TEXT SEGMENT.
>> START
XPath Cheatsheet for Links and URLs#

Combine attributes and functions to target specific link nodes. But first, how to get all <a> link nodes:

//a

Exact Matching#

Get all HTTPS links using the starts-with() function:

//a[starts-with(@href, 'https')]

Get all non-HTTPS links. As above, but negated by the non() function:

//a[not(starts-with(@href, 'https'))]

Get all links for MP3 audio files using the ends-with() function:

//a[ends-with(@href, '.mp3')]

Get all links without a trailing slash by combining the not() and ends-with() functions.

//a[not(ends-with(@href, '/'))]

Get all blog links that using the contains() function:

//a[contains(@href, 'blog')]

Negate the above to get all non-blog links using the not() function:

//a[not(contains(@href, 'blog'))]

Get all blog links about food using the and operator:

//a[contains(@href, 'blog') and contains(@href, 'food')]

Get all blog links that aren't about food by combining the and and not() operators:

//a[contains(@href, 'blog') and not(contains(@href, 'food'))]

Get all blog or news links using the or operator:

//a[contains(@href, 'blog') or contains(@href, 'news')]

Get all links with a URL longer than 55 characters using the string-length() function:

//a[string-length(@href) > 55]
>> END
RECORDS PROVIDED.
>> START
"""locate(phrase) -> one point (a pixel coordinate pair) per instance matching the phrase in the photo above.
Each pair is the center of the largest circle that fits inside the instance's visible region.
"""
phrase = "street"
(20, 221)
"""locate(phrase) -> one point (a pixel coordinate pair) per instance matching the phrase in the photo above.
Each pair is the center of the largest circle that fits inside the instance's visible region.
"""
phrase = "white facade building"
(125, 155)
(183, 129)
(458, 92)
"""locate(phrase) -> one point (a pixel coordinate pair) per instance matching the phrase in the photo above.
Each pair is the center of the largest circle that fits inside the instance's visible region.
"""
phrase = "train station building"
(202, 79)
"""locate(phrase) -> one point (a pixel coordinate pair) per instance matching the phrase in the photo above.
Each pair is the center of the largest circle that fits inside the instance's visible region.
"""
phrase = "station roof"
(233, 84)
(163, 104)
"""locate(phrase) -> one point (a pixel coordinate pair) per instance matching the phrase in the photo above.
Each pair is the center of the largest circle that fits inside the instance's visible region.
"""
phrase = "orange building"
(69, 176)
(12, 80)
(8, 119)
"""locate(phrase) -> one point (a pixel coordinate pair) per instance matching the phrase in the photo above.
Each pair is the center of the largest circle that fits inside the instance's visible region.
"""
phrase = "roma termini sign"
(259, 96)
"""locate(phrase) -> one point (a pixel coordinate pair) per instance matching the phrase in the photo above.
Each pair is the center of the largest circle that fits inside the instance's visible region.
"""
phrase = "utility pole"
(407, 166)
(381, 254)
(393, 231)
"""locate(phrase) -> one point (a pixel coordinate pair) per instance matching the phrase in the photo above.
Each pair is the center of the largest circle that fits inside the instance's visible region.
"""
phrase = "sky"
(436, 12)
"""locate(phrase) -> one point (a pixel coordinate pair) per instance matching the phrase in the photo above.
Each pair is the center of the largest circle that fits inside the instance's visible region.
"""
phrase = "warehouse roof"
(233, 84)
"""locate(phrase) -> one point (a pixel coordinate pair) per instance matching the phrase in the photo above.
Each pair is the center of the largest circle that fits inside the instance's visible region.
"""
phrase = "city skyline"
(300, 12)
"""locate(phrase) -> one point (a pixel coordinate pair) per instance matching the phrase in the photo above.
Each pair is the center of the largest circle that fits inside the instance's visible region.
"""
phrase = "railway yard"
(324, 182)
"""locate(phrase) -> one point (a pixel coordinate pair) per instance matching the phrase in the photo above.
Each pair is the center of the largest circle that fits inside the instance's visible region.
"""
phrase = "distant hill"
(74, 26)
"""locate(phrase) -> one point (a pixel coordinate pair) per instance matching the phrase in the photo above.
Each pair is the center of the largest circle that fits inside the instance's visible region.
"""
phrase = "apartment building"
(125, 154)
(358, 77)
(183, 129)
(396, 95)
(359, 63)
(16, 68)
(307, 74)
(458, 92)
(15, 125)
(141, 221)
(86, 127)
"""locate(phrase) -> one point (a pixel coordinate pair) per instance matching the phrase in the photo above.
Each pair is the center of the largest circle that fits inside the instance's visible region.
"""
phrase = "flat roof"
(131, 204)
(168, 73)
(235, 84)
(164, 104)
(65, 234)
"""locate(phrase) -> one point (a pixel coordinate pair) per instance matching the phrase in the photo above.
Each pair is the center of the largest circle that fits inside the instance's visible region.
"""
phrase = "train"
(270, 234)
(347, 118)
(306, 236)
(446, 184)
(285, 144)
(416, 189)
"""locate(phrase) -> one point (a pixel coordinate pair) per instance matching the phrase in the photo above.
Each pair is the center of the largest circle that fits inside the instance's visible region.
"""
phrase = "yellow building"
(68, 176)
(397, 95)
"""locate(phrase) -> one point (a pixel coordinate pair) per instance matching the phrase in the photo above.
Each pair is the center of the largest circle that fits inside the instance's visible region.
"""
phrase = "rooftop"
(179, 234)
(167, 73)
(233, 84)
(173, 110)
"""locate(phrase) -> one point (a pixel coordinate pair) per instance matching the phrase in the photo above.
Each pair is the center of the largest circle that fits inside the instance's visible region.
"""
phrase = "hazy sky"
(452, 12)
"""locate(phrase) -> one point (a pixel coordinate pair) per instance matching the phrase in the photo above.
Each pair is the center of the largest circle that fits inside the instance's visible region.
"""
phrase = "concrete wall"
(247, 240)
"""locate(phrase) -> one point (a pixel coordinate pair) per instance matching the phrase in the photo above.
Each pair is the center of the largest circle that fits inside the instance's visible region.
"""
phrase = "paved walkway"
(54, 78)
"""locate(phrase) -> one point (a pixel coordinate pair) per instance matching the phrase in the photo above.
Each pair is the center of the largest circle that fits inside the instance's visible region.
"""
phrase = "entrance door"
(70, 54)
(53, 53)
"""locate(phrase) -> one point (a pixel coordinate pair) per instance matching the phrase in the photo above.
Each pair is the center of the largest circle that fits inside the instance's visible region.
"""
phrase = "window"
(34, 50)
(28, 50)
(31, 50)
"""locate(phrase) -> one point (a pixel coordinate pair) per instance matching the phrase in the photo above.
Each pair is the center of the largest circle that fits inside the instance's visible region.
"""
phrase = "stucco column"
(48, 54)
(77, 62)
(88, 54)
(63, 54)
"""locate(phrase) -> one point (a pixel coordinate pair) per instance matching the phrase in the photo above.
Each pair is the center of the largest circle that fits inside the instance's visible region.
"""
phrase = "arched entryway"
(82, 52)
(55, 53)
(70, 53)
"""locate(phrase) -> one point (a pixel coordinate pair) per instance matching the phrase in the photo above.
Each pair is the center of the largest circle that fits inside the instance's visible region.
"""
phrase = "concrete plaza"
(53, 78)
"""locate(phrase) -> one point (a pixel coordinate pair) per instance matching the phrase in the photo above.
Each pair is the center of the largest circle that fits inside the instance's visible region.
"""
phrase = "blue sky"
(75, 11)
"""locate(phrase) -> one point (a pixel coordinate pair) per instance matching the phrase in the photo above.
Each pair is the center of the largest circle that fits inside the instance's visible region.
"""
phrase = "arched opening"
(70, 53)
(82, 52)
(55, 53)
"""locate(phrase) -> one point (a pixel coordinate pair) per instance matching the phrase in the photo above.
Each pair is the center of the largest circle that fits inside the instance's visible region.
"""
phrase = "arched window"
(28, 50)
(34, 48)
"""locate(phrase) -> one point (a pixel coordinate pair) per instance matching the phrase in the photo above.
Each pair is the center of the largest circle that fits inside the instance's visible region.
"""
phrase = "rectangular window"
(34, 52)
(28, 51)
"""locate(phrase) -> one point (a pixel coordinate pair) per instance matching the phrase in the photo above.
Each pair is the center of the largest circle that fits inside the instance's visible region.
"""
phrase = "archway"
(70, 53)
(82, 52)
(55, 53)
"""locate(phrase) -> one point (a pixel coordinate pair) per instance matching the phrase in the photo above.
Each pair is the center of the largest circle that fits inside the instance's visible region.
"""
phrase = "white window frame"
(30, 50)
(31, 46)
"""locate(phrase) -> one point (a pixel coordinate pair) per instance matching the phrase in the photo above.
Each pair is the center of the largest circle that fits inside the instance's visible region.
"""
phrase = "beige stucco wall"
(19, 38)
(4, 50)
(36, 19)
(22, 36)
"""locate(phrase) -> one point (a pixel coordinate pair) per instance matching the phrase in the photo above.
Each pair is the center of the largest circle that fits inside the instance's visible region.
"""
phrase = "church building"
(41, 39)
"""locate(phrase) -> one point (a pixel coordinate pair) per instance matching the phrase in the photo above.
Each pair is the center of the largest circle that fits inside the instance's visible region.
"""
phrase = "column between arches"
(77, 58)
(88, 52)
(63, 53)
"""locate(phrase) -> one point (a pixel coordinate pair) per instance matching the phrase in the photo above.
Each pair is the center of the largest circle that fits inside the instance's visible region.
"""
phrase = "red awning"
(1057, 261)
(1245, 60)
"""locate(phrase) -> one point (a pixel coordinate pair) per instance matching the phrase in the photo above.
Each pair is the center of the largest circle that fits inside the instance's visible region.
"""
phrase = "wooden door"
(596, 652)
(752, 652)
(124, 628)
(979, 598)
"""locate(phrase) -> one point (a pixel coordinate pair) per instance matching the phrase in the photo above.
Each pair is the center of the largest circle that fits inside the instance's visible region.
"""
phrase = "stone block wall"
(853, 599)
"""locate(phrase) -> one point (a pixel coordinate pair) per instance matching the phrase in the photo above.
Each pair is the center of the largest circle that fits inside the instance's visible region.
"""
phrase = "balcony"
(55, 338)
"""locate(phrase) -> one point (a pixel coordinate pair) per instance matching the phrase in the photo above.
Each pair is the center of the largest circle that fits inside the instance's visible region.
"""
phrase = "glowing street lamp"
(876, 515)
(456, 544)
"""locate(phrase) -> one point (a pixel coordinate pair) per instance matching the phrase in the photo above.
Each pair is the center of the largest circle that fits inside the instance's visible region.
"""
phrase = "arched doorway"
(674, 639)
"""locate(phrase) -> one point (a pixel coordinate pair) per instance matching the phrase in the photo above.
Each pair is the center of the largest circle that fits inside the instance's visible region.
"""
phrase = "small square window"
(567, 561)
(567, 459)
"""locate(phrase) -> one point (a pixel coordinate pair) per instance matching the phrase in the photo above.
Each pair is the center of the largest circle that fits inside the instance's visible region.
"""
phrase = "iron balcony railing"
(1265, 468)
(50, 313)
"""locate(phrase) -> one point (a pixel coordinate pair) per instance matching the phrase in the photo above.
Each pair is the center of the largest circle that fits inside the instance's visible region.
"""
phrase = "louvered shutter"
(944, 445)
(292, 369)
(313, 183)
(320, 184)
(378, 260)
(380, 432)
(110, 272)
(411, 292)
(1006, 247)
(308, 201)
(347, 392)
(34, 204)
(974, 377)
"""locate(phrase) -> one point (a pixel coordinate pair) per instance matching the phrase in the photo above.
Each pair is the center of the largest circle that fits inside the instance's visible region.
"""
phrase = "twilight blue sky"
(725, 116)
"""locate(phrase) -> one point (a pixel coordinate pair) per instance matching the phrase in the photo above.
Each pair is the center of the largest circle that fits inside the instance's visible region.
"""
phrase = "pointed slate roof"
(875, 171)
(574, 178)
>> END
REQUIRED WORK.
a – In the XPath cheatsheet, which function selects links whose URL is longer than 55 characters?
b – Copy out everything in the XPath cheatsheet from "Get all links for" down to "and ends-with() functions.".

RESULTS OF THE TASKS.
a – The string-length() function.

b –
Get all links for MP3 audio files using the ends-with() function:

//a[ends-with(@href, '.mp3')]

Get all links without a trailing slash by combining the not() and ends-with() functions.